§ Krótkie zadanie 1
Wypisz wszystkie zmiany wymienione w zdaniu z tekstu o reformie PIP, które zaczyna się od słów „Uprawnienie PIP do przekształcania”.
§ Krótkie zadanie 2
Zwróć bez żadnych zmian fragment tekstu o reformie PIP: wszystko od słów „Po głośnych zapowiedziach” w dół aż do słów „zmian jest więcej.”.

§ Fragment tekstu

────────────────────

REKLAMA

Koniec śmieciówek. PIP zyska nowe uprawnienia, pracodawcy muszą się szykować

Uprawnienie PIP do przekształcania umów cywilnoprawnych w etaty, dostęp do danych ZUS i KAS, kontrole zdalne, elektroniczna dokumentacja oraz wyższe kary dla pracodawców. Reforma ma wzmocnić inspekcję pracy, by szybciej i skuteczniej chroniła prawa pracowników.

reforma PIP Marcin Stanecki
REKLAMA

Po głośnych zapowiedziach reformy Państwowej Inspekcji Pracy rząd w końcu wpisał do wykazu prac legislacyjnych projekt ustawy zmieniającej przepisy o PIP. Jego głównym celem jest wzmocnienie inspekcji tak, by skuteczniej egzekwowała prawo pracy i poprawiła sytuację osób pracujących. Sztandarową nowością jest uprawnienie do przekształcania umów cywilnoprawnych w etaty, ale przełomowych zmian jest więcej.

────────────────────

§ Podane informacje
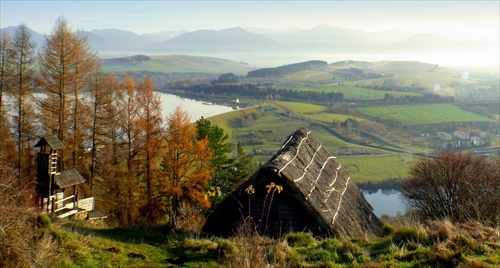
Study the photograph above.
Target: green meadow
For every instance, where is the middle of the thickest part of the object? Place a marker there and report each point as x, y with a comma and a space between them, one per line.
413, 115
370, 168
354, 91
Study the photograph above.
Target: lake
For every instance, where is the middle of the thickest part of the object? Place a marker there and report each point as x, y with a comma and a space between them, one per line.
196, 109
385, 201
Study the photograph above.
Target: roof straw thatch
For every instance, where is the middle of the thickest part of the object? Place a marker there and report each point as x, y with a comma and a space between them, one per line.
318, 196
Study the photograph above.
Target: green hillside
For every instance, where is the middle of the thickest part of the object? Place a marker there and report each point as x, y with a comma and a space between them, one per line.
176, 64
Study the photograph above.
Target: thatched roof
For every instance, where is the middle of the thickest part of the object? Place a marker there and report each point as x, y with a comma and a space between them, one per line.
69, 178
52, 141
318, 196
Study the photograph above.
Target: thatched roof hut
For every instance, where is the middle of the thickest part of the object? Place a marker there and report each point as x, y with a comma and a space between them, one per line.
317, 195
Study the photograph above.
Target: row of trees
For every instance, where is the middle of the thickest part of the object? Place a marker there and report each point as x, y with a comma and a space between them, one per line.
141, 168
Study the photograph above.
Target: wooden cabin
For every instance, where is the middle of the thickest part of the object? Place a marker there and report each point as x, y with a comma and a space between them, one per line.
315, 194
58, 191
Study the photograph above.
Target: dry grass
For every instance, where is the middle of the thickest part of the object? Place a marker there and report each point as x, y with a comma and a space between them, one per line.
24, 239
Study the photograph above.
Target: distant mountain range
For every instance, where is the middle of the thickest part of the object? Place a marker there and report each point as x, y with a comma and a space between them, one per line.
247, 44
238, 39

────────────────────

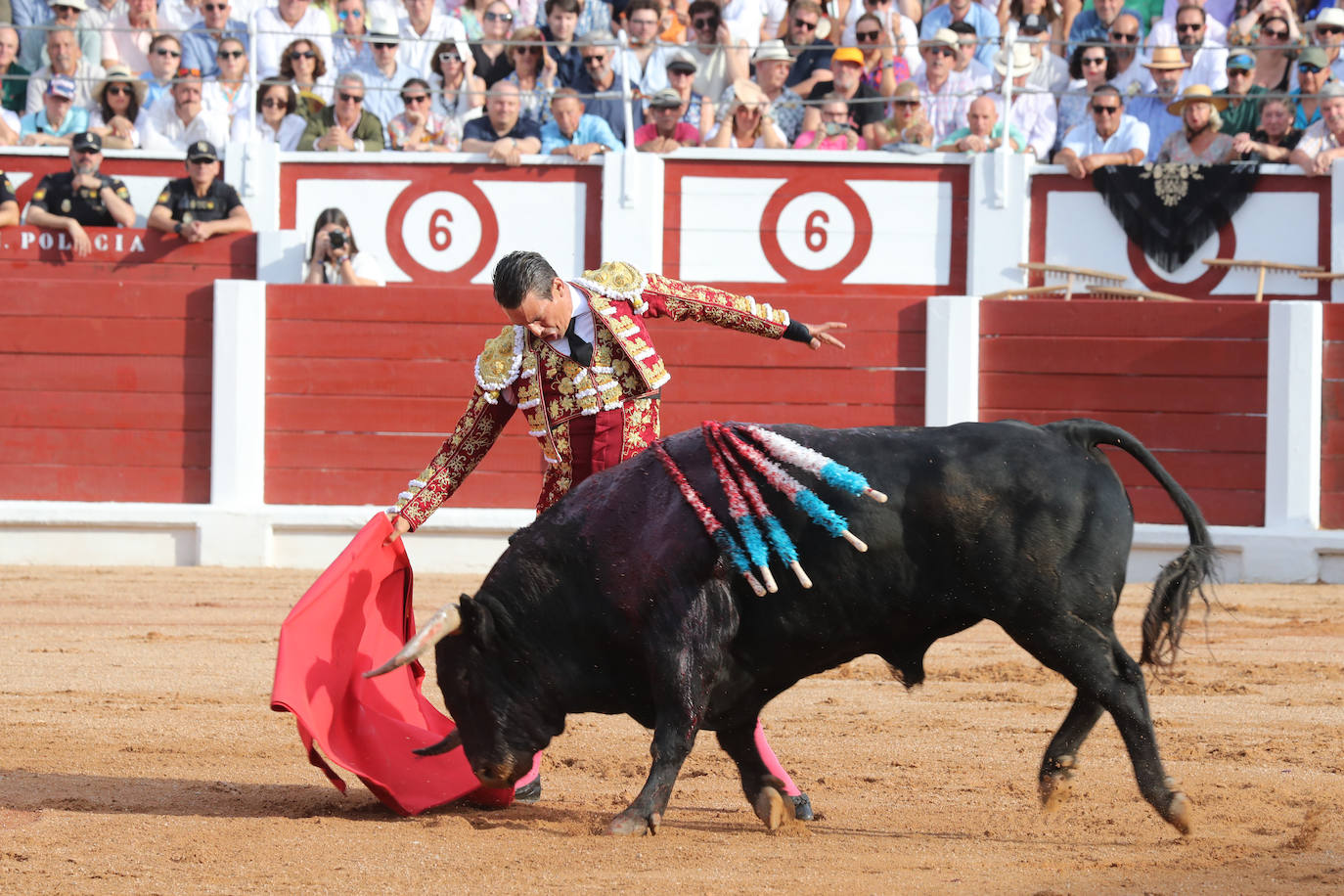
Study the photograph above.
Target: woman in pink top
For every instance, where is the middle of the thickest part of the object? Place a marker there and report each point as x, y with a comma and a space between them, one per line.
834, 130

────────────────────

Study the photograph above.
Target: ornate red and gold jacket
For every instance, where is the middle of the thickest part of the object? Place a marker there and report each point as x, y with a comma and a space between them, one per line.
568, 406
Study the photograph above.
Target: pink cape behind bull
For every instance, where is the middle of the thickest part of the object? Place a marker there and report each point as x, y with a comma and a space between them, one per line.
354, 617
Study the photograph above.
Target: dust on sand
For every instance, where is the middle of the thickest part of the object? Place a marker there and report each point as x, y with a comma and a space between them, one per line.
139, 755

────────────────────

§ Odpowiedź pisemna 1
- uprawnienie PIP do przekształcania umów cywilnoprawnych w etaty
- dostęp do danych ZUS i KAS
- kontrole zdalne
- elektroniczna dokumentacja
- wyższe kary dla pracodawców

§ Odpowiedź pisemna 2
Po głośnych zapowiedziach reformy Państwowej Inspekcji Pracy rząd w końcu wpisał do wykazu prac legislacyjnych projekt ustawy zmieniającej przepisy o PIP. Jego głównym celem jest wzmocnienie inspekcji tak, by skuteczniej egzekwowała prawo pracy i poprawiła sytuację osób pracujących. Sztandarową nowością jest uprawnienie do przekształcania umów cywilnoprawnych w etaty, ale przełomowych zmian jest więcej.